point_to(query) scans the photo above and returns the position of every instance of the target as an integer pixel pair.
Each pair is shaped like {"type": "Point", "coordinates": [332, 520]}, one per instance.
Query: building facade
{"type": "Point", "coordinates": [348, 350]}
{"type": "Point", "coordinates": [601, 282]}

^^^^^^^^

* STATED GOAL *
Copy the records above verbatim, keeping every line and character unchanged.

* TASK RESPONSE *
point_to(query) scans the photo above and returns the position of every instance of the target as an integer pixel pair.
Each pair is shaped like {"type": "Point", "coordinates": [332, 520]}, one per instance.
Query: building facade
{"type": "Point", "coordinates": [348, 350]}
{"type": "Point", "coordinates": [601, 282]}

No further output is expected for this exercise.